### DATA SHOWN
☆ ☆ ☆ ☆ ☆ ☆ ☆

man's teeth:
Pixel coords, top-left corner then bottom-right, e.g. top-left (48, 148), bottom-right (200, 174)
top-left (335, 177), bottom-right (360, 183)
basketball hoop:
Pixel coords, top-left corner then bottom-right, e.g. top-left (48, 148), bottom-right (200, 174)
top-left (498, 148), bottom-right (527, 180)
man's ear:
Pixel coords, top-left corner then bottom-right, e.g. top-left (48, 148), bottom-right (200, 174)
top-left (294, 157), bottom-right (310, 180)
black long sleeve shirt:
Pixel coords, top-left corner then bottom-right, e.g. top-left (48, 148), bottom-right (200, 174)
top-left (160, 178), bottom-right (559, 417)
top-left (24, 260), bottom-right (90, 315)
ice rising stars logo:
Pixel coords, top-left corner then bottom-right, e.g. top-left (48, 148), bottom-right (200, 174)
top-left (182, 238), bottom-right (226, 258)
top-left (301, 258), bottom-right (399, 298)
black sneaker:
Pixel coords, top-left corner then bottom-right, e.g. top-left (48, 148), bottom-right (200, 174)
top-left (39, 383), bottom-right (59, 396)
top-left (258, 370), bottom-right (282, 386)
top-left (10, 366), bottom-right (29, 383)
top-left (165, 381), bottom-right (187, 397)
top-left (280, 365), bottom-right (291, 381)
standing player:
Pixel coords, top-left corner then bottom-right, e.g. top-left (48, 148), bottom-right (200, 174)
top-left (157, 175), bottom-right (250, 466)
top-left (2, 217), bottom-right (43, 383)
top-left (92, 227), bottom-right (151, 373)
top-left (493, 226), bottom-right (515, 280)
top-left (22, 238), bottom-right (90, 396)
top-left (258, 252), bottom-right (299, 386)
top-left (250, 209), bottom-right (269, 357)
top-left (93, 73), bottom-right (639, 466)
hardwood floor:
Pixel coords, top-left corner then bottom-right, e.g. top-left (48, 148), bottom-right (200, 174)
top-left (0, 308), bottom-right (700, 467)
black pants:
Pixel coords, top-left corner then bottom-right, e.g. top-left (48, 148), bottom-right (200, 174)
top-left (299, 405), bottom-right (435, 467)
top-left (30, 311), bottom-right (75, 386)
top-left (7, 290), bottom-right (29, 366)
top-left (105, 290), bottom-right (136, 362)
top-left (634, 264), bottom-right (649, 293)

☆ ☆ ☆ ☆ ☆ ☆ ☆

### WRITTEN TASK
Render all the items above as a two-column CSV with the header row item_text,answer and one row per item. Put each item's text and its answer in a single quoted field each, with line breaks replaced by spaces.

### THE SOLUTION
item_text,answer
"man's teeth: Pixel coords, top-left corner then bottom-right, e.g. top-left (48, 148), bottom-right (200, 174)","top-left (335, 177), bottom-right (360, 183)"
"basketball hoop: Pixel coords, top-left corner then bottom-right, e.g. top-left (48, 148), bottom-right (200, 174)","top-left (498, 148), bottom-right (527, 180)"
"man's ear: Pixel coords, top-left corner then bottom-right, e.g. top-left (48, 148), bottom-right (200, 174)","top-left (294, 157), bottom-right (310, 180)"
"black long sleeve shirt: Pixel coords, top-left corner then bottom-right, e.g. top-left (48, 148), bottom-right (200, 174)","top-left (160, 178), bottom-right (559, 417) top-left (24, 260), bottom-right (90, 315)"
"ice rising stars logo: Pixel coords, top-left corner then bottom-right, e.g. top-left (48, 148), bottom-right (200, 174)","top-left (182, 238), bottom-right (226, 258) top-left (301, 258), bottom-right (399, 298)"
"black sneaker: Pixel coords, top-left corner then bottom-right, e.g. top-left (48, 148), bottom-right (200, 174)","top-left (39, 383), bottom-right (59, 396) top-left (258, 370), bottom-right (282, 386) top-left (10, 366), bottom-right (29, 383) top-left (165, 381), bottom-right (187, 397) top-left (280, 365), bottom-right (291, 381)"
"standing player: Pixel coords, top-left corner then bottom-right, e.g. top-left (48, 148), bottom-right (200, 174)","top-left (157, 175), bottom-right (250, 466) top-left (2, 217), bottom-right (43, 383) top-left (92, 227), bottom-right (151, 373) top-left (493, 226), bottom-right (515, 280) top-left (22, 238), bottom-right (90, 396) top-left (258, 252), bottom-right (299, 386) top-left (250, 209), bottom-right (269, 357) top-left (93, 73), bottom-right (639, 466)"
"hardwood floor: Pixel coords, top-left corner then bottom-right, e.g. top-left (48, 148), bottom-right (200, 174)","top-left (0, 308), bottom-right (700, 467)"
"black pants: Pixel coords, top-left corner then bottom-right, e.g. top-left (48, 148), bottom-right (200, 174)","top-left (299, 405), bottom-right (435, 467) top-left (30, 311), bottom-right (75, 386) top-left (7, 290), bottom-right (29, 366) top-left (105, 290), bottom-right (136, 362) top-left (634, 264), bottom-right (649, 293)"